### Document
****************************************

I’ll preface this by saying that these issues are on a Surface Tablet that I’ve been using to play around with, so I haven’t been too diligent in documenting what changes were made when.
I’ve got a Surface Go 2 tablet with the LTE modem that I installed Linux Mint onto several months ago. When I first made the switch, cellular connectivity seemed very “touch and go” but Wi-Fi had been solid.
At some point in time (roughly 6 months ago), I switched my home network to using Control D for DNS resolution for about 2 months until I decided it wasn’t what I wanted and went back to my default setup which is a Unifi UCG Max gateway using the AdGuard public DNS servers coupled with the built-in ad blocking of the Unifi gateway. This feeds to a separate Wi-Fi mesh network in my home.
About a month ago I noticed that I could no longer reach internet locations on my tablet when connected to my home Wi-Fi network, but I could still access other computers on my LAN just fine, so Wi-Fi was working. Cellular connectivity seemed to have stopped working entirely even though I ran the “lte_modem_fix” that is on github and was seeing several bars of connectivity in the status bar.

****************************************

### Tasks to perform
**a.** Could you reproduce everything in the tablet connectivity post from "I’ll preface this" down to "in my home."?
**b.** Can you carry on writing the tablet connectivity post from the point where it stops?
The entries have no connection to the tablet connectivity post.

### Excerpt from a data file
****************************************

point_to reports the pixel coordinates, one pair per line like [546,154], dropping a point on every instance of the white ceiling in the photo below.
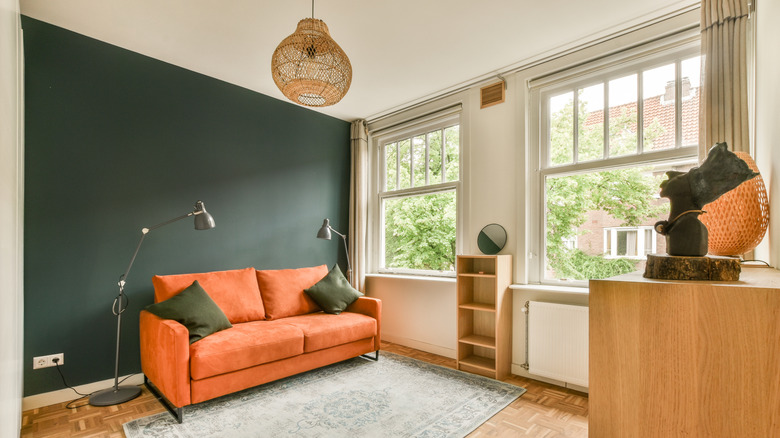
[402,51]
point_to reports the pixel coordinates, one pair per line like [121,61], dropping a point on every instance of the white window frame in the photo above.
[677,47]
[420,126]
[641,244]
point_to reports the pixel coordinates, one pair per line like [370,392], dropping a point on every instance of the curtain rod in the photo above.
[529,63]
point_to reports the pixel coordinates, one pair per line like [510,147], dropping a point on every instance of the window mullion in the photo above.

****************************************

### Responses in order
**a.**
I’ll preface this by saying that these issues are on a Surface Tablet that I’ve been using to play around with, so I haven’t been too diligent in documenting what changes were made when.
I’ve got a Surface Go 2 tablet with the LTE modem that I installed Linux Mint onto several months ago. When I first made the switch, cellular connectivity seemed very “touch and go” but Wi-Fi had been solid.
At some point in time (roughly 6 months ago), I switched my home network to using Control D for DNS resolution for about 2 months until I decided it wasn’t what I wanted and went back to my default setup which is a Unifi UCG Max gateway using the AdGuard public DNS servers coupled with the built-in ad blocking of the Unifi gateway. This feeds to a separate Wi-Fi mesh network in my home.

**b.**
Even though websites were inaccessible (Firefox gave me an error saying there was no network connection), in my attempt to try anything I found that I could visit the Control D website even though I stopped subscribing months ago.
On a lark I pulled up my Mullvad VPN app which I have an active subscription to and it let me connect to a server. As soon as I did this, ALL internet sites became available.
Next I took the tablet with me away from home, disabled Wi-Fi and activated the cellular network. Again the bars appeared but I couldn’t access any sites. I loaded up Mullvad and was able to connect, after which I could reliably connect to all internet sites. Again, cellular connectivity was never 100% but Wi-Fi was.
How do I even begin troubleshooting and fixing this? Needing a VPN isn’t the end of the world, but when at home it gets in the way of accessing local computers so I’d like to get to where the tablet works on Wi-Fi or cellular, with and without a VPN active.
Ok, so something setup 127.0.0.53 as your DNS server, and isn’t removing it correctly. I think it’s safe to say it’s Mullvad, since it works using that DNS server IP when connected. Is that IP in your resolv.conf, or is resolv.conf maybe a stub, and you’re using systemd-resolved?
127.0.0.53 is the local stub used by systemd-resolved, so OP should pull this thread and comb the docs. If systemd-resolved is installed and not being used, it will cause conflicts with openresolv (most likely alternative).
Interesting that it works when the VPN is connected, though. I also believe that systemd-resolved is installed on just about any system using systemd, but often isn’t enabled, without problem. Enabling it would generally involve a resolv.conf symlink and a config, so maybe that config was hijacked by Mullvad (or OP configuring Mullvad), and there’s no upstream DNS server available when the VPN isn’t connected.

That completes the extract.